#### [SET TASK A]
From the Motive reconstruction page, list every topic it says it will focus on.
#### [SET TASK B]
Return the passage of the Motive reconstruction page from "Reconstruction and 2D" to "of defined assets.", copied word for word.

#### [PAGE EXTRACT]
Reconstruction and 2D Mode

An in-depth explanation of the reconstruction process and settings that affect how 3D tracking data is obtained in Motive.


Reconstruction is the process of deriving 3D points from 2D coordinates obtained by captured camera images. When multiple synchronized images are captured, the 2D centroid locations of detected marker reflections are triangulated on each captured frame and processed through the solver pipeline to be tracked. This involves the trajectorization of detected 3D markers within the calibrated capture volume and the booting process for the tracking of defined assets.

  • When post-processing recorded Takes in Edit mode, the solver settings are found under the corresponding Take properties.

The optimal configuration may vary depending on the capture application and environmental conditions. For most common applications, the default settings should work well.

In this page, we will focus on:

  • Key system-wide settings that directly impact the reconstruction outcome under the Live Pipeline settings;

  • Camera Settings that apply to individual cameras;

  • Visual Aids related to reconstruction and tracking;

  • the Real-Time Solve process; and

  • Post-production Reconstruction.

Application Settings: Live Pipeline

When a camera system captures multiple synchronized 2D frames, the images are processed through two filters before they are reconstructed into 3D tracking: first through the camera hardware then through a software filter. Both filters are important in determining which 2D reflections are identified as marker reflections and reconstructed into 3D data.

The Live Pipeline settings control tracking quality in Motive. Adjust these settings to optimize the 3D data acquisition in both live-reconstruction and post-processing reconstruction of capture data.

Solver Settings

Motive processes markers rays based on the camera system calibration to reconstruct the respective markers. The solver settings determine how 2D data is trajectorized and solved into 3D data for tracking Rigid Bodies, Trained Markersets, and/or Skeletons. The solver combines marker ray tracking with pre-defined asset definitions to provide high-quality tracking.

The default solver settings work for most tracking applications. Users should not need to modify these settings.

Minimum Rays to Start / Minimum Rays to Continue

These settings establish the minimum number of tracked marker rays required for a 3D point to be reconstructed (to Start) or to continue being tracked (to Continue) in the Take. In other words, this is the minimum number of calibrated cameras that need to see the marker for it to be tracked.

Increasing the Minimum Rays value may prevent extraneous reconstructions. Decreasing it may prevent marker occlusions from occurring in areas with limited camera coverage.

In general, we recommend modifying these settings only for systems with either a high or very low camera count.

Additional Settings

There are other reconstruction settings on the Solver tab that affect the acquisition of 3D data. For a detailed description of each setting, please see the Application Settings: Live Pipeline page.

Cameras Tab: Camera Filters - Software

The 2D camera filter is applied by the camera each time it captures a frame of an image. This filter examines the sizes and shapes of the detected reflections (IR illuminations) to determine which reflections are markers.

Camera filter settings apply to Live tracking only as the filter is applied at the hardware level when the 2D frames are captured. Modifying these settings will not affect a recorded Take as the 2D data has already been filtered and saved.

#### [RECORDS]
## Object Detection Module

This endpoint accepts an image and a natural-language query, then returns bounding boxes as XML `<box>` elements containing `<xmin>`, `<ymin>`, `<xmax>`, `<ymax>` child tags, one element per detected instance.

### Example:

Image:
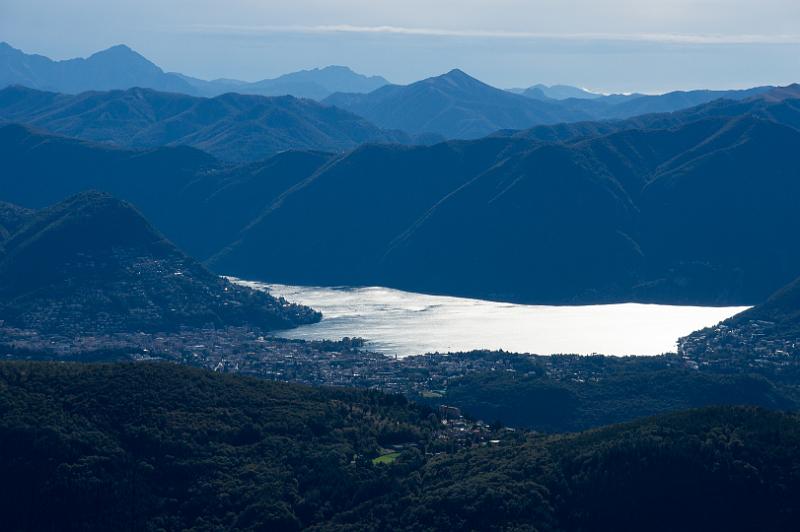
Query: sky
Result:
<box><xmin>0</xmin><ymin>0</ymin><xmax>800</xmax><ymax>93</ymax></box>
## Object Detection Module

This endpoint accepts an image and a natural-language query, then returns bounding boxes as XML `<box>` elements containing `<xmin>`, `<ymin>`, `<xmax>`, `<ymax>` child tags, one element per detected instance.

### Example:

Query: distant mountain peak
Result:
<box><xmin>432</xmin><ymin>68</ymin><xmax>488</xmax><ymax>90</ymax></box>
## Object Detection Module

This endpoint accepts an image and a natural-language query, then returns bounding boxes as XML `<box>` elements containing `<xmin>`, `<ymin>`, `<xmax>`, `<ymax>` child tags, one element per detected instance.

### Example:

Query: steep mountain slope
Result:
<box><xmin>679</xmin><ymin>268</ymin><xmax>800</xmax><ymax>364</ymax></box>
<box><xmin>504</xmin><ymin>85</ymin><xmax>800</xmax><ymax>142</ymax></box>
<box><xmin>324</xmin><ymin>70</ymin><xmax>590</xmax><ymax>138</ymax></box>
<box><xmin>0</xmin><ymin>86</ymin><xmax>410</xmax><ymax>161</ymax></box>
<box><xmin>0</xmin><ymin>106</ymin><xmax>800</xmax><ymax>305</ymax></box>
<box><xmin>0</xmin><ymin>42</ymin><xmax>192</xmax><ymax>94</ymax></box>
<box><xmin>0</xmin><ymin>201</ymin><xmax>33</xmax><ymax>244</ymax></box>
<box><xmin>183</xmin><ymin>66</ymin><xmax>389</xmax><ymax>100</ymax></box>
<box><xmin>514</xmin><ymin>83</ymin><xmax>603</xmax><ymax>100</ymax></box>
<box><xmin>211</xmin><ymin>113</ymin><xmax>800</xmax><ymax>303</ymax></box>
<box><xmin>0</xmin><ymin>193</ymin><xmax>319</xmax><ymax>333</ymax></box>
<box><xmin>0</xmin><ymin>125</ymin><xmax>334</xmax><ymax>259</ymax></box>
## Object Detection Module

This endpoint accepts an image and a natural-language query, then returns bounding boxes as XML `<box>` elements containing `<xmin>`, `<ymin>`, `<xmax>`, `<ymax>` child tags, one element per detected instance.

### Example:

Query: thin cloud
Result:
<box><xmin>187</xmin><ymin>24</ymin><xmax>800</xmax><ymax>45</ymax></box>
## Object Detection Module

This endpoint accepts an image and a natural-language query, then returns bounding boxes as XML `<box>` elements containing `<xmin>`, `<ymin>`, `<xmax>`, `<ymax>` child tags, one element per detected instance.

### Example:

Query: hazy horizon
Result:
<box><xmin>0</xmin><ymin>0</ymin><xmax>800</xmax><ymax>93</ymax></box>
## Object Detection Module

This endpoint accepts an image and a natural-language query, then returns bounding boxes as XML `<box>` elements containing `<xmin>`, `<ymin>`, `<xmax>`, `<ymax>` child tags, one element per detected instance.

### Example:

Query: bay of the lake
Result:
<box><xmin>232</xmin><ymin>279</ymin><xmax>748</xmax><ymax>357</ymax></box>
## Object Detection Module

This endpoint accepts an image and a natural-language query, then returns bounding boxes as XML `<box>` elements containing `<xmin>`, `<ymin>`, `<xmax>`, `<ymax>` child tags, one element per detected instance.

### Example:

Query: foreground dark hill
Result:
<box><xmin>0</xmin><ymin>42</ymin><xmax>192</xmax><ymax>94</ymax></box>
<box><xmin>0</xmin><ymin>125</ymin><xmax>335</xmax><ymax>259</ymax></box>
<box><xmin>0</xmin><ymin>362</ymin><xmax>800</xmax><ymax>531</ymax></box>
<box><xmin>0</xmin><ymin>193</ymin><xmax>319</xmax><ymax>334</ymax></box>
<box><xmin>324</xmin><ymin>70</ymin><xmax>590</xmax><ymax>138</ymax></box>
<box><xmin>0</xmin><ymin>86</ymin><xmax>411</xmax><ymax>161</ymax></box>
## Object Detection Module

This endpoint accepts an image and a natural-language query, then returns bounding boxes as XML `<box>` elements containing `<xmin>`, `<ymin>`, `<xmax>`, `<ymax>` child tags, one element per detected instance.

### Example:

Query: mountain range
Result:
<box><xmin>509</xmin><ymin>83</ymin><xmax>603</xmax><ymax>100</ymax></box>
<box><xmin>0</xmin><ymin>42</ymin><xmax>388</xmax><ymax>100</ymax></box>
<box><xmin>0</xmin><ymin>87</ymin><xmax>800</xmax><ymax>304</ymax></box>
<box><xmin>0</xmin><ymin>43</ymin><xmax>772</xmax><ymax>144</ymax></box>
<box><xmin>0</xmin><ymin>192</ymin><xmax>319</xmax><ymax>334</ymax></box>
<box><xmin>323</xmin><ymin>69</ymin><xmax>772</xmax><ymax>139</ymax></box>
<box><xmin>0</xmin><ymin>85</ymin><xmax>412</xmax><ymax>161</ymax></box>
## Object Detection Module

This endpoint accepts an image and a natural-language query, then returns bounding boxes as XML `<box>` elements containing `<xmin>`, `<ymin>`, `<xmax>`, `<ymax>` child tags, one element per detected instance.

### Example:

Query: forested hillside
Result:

#### [FINAL ANSWER A]
- Key system-wide settings that directly impact the reconstruction outcome under the Live Pipeline settings
- Camera Settings that apply to individual cameras
- Visual Aids related to reconstruction and tracking
- The Real-Time Solve process
- Post-production Reconstruction

#### [FINAL ANSWER B]
Reconstruction and 2D Mode

An in-depth explanation of the reconstruction process and settings that affect how 3D tracking data is obtained in Motive.


Reconstruction is the process of deriving 3D points from 2D coordinates obtained by captured camera images. When multiple synchronized images are captured, the 2D centroid locations of detected marker reflections are triangulated on each captured frame and processed through the solver pipeline to be tracked. This involves the trajectorization of detected 3D markers within the calibrated capture volume and the booting process for the tracking of defined assets.